» Excerpted records
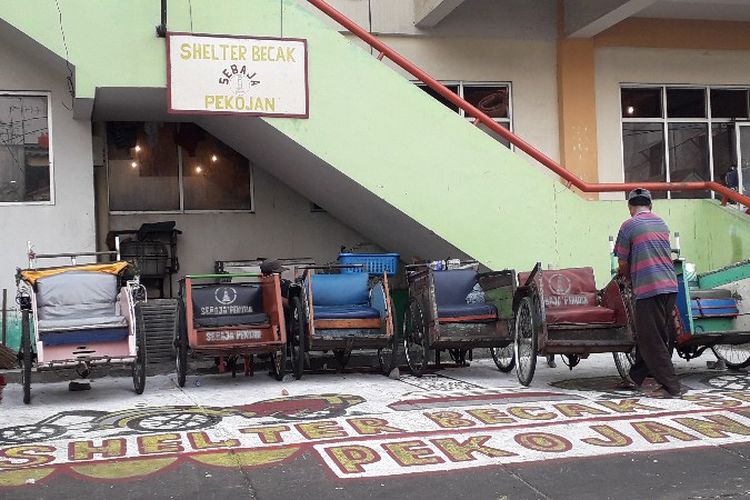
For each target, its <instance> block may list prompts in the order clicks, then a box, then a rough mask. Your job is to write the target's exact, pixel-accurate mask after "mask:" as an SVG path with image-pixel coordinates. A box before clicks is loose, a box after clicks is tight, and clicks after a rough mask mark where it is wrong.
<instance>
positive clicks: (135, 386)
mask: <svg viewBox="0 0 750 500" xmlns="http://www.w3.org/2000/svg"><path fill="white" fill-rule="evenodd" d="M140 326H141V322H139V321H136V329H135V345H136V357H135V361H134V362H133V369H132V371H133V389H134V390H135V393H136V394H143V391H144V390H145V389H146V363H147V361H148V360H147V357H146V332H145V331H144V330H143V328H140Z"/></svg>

---

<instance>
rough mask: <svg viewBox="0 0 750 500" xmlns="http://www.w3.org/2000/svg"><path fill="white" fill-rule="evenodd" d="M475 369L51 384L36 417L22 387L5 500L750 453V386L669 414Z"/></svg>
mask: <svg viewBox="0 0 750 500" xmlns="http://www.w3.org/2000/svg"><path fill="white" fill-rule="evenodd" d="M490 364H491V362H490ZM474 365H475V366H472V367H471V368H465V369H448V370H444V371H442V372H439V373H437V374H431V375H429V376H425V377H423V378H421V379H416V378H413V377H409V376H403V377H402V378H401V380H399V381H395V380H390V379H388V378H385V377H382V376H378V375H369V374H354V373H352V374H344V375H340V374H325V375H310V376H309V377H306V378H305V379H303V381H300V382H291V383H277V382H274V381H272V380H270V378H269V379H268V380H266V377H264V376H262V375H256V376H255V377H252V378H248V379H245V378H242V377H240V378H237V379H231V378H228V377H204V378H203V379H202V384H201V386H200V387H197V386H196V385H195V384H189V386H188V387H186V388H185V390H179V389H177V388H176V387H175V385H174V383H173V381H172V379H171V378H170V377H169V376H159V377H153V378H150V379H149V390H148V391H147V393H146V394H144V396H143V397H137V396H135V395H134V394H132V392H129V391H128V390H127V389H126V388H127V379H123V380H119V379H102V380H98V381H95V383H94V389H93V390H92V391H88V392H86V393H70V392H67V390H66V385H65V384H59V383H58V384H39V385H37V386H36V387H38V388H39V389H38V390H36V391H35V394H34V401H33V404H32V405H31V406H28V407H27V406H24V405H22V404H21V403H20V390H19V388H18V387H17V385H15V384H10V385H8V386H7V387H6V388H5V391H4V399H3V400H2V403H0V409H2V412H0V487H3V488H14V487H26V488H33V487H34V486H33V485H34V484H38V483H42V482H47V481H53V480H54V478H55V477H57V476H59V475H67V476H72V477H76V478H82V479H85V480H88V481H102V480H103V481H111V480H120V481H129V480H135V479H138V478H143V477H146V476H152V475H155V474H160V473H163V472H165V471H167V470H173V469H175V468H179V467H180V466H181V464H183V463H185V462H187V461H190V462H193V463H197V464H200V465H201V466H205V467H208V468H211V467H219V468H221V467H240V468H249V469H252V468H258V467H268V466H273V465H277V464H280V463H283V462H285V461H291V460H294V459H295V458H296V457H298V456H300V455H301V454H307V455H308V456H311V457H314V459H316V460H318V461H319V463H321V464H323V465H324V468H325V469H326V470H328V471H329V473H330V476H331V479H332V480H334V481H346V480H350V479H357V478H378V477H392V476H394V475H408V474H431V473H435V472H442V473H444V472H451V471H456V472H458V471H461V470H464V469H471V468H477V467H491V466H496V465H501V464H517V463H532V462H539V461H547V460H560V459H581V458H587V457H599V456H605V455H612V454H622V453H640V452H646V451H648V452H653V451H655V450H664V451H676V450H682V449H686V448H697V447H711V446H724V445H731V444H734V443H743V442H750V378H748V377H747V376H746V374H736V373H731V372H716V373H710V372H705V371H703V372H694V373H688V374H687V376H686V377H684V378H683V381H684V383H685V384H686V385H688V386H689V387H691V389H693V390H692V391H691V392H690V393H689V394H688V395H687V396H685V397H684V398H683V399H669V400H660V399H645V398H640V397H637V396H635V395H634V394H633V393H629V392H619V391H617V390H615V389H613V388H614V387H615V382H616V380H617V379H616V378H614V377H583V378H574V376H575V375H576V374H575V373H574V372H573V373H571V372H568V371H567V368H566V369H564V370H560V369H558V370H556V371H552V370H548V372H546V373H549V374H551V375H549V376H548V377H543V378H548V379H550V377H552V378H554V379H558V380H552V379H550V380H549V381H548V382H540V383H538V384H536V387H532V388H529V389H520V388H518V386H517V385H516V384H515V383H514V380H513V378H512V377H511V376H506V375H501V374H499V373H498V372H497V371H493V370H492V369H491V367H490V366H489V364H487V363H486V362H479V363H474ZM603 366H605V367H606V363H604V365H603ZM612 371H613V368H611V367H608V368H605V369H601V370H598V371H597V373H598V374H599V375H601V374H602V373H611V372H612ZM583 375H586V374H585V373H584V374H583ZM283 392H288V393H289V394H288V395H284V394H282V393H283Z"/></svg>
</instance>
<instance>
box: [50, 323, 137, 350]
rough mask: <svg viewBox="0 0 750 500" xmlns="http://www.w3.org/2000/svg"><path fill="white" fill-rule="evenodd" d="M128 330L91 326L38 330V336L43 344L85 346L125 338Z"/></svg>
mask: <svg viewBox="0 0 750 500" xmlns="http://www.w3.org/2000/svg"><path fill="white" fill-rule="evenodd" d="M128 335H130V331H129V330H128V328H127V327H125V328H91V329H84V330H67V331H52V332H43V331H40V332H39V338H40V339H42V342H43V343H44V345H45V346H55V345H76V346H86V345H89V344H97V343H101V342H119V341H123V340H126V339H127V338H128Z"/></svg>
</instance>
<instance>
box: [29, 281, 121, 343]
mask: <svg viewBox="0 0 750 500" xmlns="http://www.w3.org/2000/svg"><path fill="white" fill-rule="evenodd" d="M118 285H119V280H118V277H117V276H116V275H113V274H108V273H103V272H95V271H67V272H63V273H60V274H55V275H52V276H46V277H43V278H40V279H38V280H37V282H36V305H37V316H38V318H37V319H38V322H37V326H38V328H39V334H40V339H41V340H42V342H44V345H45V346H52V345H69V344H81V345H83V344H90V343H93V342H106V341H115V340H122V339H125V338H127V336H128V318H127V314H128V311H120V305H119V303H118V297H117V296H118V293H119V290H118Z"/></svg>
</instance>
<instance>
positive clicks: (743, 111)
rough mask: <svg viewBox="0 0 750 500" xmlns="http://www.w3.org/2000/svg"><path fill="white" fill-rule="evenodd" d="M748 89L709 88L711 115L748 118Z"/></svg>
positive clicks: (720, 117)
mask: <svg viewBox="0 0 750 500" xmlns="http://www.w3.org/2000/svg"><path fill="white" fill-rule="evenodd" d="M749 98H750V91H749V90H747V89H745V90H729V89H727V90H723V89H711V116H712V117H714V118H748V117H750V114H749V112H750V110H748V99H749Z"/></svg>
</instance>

» Problem requirements
Go through the items above and copy out every line that contains the string "positive". Match it case-sensitively.

» Expected output
positive clicks: (135, 386)
positive clicks: (743, 111)
positive clicks: (720, 117)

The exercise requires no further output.